**Exercise brief**
Each line containing the word "microphone" must be copied from the material below.
#####
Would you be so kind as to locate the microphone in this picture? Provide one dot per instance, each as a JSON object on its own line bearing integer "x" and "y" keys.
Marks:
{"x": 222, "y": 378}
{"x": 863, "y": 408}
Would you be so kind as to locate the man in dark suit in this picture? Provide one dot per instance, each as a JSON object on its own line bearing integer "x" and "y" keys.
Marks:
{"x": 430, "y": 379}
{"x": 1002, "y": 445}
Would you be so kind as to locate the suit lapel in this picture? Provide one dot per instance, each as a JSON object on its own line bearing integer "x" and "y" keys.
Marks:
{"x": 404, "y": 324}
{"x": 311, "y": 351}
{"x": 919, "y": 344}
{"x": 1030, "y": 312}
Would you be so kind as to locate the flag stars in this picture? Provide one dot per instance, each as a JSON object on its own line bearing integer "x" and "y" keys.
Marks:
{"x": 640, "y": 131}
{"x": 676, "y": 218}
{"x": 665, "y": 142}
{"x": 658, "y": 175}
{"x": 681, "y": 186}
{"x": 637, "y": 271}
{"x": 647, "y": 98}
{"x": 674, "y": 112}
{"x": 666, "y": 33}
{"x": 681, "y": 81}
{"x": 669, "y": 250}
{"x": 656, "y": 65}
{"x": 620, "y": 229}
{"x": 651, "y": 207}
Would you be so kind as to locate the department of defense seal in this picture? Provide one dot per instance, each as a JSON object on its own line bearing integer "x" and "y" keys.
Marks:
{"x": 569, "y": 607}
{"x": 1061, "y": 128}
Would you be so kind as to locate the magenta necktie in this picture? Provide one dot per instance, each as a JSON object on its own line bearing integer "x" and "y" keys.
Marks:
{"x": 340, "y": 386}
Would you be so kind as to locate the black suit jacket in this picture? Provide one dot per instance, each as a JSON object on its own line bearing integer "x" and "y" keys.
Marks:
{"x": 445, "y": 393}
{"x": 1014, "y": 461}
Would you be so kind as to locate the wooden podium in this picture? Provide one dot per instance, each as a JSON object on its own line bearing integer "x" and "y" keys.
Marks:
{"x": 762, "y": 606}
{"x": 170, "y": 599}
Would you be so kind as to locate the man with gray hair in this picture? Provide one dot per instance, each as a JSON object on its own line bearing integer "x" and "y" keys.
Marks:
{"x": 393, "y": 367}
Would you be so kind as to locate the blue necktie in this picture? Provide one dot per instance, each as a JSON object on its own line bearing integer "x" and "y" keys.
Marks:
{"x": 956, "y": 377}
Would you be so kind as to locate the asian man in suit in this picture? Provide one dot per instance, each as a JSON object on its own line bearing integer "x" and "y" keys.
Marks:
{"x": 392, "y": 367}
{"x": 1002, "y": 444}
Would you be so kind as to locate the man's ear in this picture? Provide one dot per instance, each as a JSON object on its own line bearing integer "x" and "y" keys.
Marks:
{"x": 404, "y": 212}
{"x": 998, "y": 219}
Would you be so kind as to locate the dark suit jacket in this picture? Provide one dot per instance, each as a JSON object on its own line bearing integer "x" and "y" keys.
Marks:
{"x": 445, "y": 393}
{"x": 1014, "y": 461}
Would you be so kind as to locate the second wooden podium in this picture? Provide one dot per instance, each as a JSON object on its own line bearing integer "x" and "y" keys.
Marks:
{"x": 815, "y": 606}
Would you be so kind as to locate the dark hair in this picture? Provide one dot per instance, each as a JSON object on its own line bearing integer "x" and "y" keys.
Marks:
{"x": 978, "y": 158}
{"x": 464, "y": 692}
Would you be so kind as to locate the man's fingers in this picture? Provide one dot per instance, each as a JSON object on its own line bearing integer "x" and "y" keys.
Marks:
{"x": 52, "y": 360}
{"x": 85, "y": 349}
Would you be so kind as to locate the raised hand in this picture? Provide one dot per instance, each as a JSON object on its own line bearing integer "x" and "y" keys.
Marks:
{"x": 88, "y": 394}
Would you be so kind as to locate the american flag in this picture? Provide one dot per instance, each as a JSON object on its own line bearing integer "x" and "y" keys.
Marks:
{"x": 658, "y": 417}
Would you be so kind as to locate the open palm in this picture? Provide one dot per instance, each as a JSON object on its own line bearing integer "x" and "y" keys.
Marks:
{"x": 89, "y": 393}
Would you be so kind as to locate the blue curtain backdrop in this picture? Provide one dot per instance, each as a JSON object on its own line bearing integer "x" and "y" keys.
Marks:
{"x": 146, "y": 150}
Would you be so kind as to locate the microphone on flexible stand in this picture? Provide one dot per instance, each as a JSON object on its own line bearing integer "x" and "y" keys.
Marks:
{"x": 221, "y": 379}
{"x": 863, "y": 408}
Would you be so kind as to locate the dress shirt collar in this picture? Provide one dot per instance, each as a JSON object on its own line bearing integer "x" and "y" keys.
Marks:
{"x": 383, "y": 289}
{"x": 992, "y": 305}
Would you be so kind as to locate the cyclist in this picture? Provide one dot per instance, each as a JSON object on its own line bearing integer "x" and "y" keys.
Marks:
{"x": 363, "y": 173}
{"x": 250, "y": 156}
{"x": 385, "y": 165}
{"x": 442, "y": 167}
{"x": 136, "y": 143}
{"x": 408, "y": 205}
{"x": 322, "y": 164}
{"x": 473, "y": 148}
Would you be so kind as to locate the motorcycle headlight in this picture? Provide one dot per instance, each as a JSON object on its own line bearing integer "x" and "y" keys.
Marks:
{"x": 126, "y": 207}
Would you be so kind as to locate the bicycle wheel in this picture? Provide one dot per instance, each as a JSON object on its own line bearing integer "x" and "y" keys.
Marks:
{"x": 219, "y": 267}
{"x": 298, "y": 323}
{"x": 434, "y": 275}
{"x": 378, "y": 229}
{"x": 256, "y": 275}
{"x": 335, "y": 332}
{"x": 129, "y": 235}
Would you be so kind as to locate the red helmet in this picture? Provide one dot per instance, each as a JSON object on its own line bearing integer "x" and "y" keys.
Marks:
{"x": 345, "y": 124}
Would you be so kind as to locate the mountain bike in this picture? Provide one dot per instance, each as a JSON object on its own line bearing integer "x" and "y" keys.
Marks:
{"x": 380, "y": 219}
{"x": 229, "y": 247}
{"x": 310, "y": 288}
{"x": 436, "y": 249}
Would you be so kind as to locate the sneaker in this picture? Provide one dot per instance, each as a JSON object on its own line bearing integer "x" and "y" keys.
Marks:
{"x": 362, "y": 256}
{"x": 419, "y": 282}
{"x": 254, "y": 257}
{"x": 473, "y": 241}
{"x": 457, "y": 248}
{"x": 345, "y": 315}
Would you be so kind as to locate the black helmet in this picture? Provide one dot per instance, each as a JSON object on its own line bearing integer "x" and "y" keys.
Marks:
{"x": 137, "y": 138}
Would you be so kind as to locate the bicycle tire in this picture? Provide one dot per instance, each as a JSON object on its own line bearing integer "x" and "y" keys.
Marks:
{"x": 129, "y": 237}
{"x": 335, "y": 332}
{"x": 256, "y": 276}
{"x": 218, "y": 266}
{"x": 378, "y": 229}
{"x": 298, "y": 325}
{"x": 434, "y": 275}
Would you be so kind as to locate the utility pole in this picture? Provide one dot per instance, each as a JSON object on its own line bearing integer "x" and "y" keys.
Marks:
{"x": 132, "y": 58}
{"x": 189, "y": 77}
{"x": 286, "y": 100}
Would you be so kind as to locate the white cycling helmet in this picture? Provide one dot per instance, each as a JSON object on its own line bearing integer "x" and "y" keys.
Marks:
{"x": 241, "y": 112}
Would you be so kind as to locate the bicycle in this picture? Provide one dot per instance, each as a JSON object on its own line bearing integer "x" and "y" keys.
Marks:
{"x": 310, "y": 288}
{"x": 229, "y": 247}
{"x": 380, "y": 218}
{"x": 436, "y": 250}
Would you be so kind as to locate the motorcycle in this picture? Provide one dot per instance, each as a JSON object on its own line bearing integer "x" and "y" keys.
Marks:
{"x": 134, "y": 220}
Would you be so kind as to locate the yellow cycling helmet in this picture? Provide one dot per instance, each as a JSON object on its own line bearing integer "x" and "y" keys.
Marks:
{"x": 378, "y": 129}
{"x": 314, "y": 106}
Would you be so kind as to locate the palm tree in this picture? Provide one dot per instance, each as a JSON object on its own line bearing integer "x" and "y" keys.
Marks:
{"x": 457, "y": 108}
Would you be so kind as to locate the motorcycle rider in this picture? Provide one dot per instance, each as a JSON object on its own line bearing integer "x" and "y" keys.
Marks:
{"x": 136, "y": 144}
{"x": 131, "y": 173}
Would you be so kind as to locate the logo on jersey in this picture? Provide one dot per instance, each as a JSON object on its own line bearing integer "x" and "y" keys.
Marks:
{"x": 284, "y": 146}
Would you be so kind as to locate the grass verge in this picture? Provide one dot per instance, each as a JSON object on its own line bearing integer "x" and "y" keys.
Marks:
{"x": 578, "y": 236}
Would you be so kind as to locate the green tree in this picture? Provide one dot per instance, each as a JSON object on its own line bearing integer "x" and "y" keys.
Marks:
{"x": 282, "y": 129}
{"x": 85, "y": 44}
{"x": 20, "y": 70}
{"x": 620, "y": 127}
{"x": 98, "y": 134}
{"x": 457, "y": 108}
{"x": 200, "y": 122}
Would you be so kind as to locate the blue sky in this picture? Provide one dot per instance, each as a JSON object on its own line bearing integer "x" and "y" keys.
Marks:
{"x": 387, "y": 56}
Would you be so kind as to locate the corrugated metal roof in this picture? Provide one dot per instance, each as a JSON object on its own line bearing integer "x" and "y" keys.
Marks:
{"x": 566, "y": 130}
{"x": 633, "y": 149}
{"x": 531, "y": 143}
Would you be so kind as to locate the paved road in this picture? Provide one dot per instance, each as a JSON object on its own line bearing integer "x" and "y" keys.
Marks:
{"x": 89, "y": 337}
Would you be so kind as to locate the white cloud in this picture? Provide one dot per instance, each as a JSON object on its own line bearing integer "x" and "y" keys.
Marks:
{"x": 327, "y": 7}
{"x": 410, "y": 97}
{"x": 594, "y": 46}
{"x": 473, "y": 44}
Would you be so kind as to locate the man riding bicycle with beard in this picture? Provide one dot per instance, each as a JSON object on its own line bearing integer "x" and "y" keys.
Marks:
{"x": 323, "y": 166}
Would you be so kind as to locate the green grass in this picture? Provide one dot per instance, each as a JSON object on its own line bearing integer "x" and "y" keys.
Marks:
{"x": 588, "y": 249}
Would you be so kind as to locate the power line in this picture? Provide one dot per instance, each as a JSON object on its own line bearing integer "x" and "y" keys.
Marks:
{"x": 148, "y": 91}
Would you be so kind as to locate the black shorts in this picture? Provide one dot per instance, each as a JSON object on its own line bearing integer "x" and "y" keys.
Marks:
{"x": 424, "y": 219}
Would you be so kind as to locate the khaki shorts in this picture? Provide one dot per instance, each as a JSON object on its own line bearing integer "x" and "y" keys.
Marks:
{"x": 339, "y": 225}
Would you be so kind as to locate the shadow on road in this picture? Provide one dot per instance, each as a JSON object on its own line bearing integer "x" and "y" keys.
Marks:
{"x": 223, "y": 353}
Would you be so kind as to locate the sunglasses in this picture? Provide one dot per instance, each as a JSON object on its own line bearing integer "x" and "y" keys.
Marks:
#####
**Response to this task**
Would you be so kind as to locate the microphone in this picture? Provide one dot per instance, each as a JSON object on its own line bearing integer "x" and "y" keys.
Would you be so kind as to locate the microphone on flexible stand in this picture? Provide one dot per instance, each as a JSON object on its own line bearing integer "x" and "y" keys.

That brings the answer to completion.